:: Text passage
Centene Corporation’s Senior Vice President, General Counsel and Corporate Secretary Keith Williamson looks forward to making a positive contribution to St. Louis, and he already is making inroads in his hometown.
“What Centene is doing is working with state governments to make sure that people are getting quality care through Medicaid and related government-funded health care programs,” Williamson said.
“The challenge is to find out how we can serve more people and to give them better access to care but still do it in a very efficient and cost-effective way.”
Centene is a health care management corporation operating health plans in several states, Georgia, Indiana, New Jersey, Ohio, South Carolina, Texas and Wisconsin.
Centene also contracts with other health-care organizations to provide specialty services including behavioral health, disease management, managed vision, nurse triage, and pharmacy benefit management and treatment compliance.
Centene’s second quarter revenues were 727.7 million, a 46.9 percent increase over the same period in 2006. Its quarter-end Medicaid managed care membership was 1.1 million.
Williamson oversaw legalities involved with Centene’s recent and major announcement that its corporate headquarters will move out of Clayton into Downtown St. Louis, in Ballpark Village.
::::
## Exercise
Reproduce the part of the Centene text starting with "Williamson oversaw legalities" and going on through "in Ballpark Village.".
:: Supplied material
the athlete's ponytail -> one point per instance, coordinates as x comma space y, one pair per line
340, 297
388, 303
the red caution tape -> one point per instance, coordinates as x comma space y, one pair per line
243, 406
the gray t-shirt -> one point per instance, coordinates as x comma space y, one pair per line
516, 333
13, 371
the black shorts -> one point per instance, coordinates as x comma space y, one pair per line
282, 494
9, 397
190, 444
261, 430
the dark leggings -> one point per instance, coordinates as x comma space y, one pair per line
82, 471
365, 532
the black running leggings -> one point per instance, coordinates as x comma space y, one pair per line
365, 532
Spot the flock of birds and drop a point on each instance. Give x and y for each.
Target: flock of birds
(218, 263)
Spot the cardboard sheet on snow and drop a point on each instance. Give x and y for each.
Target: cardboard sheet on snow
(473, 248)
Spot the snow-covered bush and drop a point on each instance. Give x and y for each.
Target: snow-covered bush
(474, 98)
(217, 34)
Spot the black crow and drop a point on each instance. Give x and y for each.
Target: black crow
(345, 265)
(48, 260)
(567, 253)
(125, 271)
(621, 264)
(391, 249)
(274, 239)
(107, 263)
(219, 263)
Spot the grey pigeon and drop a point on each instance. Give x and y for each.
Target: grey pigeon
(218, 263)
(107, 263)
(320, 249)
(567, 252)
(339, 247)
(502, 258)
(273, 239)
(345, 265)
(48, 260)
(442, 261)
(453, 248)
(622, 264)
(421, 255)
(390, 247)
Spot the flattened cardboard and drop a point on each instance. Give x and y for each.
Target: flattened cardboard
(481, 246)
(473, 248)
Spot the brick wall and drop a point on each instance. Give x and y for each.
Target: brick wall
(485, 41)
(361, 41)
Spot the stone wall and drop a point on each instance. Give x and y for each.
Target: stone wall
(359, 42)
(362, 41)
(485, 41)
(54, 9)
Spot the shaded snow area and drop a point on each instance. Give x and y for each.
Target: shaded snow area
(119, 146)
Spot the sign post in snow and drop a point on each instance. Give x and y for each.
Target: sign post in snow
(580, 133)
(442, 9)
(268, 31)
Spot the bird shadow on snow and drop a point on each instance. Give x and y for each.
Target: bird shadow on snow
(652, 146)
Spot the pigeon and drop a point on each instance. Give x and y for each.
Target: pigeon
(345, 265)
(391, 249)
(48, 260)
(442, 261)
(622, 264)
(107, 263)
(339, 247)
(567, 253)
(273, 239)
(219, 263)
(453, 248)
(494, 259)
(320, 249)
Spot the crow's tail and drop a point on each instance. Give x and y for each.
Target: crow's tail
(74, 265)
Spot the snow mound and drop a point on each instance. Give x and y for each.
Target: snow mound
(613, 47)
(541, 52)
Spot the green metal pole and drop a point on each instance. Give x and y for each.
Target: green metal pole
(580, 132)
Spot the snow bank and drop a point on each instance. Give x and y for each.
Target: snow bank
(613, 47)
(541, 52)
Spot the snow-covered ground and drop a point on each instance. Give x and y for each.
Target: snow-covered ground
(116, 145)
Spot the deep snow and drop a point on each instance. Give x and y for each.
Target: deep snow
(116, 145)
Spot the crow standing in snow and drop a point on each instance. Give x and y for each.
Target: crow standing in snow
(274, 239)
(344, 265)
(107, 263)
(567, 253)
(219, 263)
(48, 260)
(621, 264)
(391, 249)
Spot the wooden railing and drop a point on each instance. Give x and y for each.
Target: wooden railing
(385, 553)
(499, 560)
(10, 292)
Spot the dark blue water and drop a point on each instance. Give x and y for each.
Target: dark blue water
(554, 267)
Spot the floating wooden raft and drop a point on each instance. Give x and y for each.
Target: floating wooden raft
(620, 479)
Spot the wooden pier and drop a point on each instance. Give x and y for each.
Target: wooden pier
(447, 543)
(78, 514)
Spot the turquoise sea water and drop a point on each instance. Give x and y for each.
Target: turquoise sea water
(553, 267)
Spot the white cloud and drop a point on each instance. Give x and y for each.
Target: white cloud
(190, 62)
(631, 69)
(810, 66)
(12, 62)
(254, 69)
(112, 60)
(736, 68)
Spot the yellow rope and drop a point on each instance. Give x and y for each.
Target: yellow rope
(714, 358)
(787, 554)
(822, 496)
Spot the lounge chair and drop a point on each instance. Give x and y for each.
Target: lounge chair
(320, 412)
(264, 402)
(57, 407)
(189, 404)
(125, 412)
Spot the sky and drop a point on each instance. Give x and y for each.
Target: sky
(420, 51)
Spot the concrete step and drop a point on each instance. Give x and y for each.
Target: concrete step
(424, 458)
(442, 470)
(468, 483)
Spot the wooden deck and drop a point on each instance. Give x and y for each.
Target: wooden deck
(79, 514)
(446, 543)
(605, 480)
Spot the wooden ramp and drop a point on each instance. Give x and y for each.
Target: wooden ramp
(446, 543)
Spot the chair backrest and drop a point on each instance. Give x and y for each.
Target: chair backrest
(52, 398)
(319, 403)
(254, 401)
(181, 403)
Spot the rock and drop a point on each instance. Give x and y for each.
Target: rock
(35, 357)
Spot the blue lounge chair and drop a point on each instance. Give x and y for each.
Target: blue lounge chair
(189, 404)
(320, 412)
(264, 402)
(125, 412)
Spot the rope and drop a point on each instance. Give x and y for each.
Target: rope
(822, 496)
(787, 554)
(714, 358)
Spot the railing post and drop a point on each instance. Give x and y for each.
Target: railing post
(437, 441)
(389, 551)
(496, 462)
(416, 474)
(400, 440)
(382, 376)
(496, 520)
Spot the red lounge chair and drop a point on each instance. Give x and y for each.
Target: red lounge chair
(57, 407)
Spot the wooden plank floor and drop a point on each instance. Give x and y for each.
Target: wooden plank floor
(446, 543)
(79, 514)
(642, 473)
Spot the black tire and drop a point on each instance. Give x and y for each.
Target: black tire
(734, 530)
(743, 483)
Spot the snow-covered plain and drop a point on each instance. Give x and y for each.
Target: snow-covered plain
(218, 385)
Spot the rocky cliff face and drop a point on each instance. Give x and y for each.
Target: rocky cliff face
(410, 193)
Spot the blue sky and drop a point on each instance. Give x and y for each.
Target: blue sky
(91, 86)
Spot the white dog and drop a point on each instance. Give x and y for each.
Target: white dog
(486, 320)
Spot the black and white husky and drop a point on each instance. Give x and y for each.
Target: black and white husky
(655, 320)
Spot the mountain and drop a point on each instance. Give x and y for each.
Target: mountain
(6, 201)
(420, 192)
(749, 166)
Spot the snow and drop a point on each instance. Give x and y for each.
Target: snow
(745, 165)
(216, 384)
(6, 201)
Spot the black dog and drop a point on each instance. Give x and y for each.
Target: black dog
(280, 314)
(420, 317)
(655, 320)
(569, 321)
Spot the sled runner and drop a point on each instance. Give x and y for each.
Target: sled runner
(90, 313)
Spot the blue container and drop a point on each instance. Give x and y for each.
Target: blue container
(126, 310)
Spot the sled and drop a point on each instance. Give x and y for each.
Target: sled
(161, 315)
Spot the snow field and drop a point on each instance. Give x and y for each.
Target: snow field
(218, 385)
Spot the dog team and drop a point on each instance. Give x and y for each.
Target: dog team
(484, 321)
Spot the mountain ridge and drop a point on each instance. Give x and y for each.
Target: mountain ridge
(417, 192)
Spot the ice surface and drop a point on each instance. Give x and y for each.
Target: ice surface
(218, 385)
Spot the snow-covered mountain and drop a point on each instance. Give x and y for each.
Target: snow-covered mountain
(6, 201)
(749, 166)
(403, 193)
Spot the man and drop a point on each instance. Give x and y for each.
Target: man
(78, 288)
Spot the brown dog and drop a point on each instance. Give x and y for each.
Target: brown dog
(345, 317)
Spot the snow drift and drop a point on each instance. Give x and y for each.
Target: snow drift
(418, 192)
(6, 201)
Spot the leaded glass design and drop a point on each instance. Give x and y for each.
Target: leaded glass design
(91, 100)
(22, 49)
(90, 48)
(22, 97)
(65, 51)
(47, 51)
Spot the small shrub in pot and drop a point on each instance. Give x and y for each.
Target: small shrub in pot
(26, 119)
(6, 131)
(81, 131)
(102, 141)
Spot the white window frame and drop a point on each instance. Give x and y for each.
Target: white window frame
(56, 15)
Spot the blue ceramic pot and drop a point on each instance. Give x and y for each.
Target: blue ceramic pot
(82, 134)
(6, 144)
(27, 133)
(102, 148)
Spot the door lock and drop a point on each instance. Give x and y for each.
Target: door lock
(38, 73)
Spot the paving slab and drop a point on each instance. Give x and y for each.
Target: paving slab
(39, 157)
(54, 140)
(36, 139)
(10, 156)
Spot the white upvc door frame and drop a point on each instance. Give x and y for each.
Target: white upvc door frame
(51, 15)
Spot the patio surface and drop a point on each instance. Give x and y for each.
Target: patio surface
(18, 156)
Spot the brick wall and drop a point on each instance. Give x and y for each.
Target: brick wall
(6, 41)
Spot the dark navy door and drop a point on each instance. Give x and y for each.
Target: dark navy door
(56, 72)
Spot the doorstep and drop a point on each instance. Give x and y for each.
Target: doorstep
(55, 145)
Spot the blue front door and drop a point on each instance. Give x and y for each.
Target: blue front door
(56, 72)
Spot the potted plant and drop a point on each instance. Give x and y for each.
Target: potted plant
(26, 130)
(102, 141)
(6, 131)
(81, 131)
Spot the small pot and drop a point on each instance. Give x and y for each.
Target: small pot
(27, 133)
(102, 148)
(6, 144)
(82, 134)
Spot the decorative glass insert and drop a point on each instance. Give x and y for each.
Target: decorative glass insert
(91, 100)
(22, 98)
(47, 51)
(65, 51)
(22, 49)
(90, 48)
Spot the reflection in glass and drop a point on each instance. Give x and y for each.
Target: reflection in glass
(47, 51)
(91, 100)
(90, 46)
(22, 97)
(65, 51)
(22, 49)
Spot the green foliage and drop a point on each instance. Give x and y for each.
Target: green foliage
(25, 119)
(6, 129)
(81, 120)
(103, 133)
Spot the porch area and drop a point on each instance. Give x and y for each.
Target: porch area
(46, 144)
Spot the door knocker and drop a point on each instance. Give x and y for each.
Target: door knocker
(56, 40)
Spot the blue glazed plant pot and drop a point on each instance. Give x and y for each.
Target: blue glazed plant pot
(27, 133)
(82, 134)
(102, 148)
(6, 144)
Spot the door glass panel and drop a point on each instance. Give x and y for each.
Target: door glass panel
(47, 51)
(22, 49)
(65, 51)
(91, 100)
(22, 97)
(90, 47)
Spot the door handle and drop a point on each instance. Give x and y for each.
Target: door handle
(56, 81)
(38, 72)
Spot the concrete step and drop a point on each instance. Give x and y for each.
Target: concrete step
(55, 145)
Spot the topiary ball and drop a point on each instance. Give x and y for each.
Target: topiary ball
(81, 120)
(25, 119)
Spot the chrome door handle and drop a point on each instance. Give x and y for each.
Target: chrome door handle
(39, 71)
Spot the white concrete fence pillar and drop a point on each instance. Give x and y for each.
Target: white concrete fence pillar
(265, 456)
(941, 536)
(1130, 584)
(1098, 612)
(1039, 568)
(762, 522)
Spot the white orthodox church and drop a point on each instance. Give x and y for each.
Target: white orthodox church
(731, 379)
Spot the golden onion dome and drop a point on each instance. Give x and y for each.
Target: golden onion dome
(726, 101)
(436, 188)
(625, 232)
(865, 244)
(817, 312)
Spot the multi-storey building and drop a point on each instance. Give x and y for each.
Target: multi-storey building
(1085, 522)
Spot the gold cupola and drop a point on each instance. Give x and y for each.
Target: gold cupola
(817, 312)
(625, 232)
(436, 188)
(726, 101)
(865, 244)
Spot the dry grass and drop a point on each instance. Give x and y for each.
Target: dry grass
::::
## Response for this exercise
Williamson oversaw legalities involved with Centene’s recent and major announcement that its corporate headquarters will move out of Clayton into Downtown St. Louis, in Ballpark Village.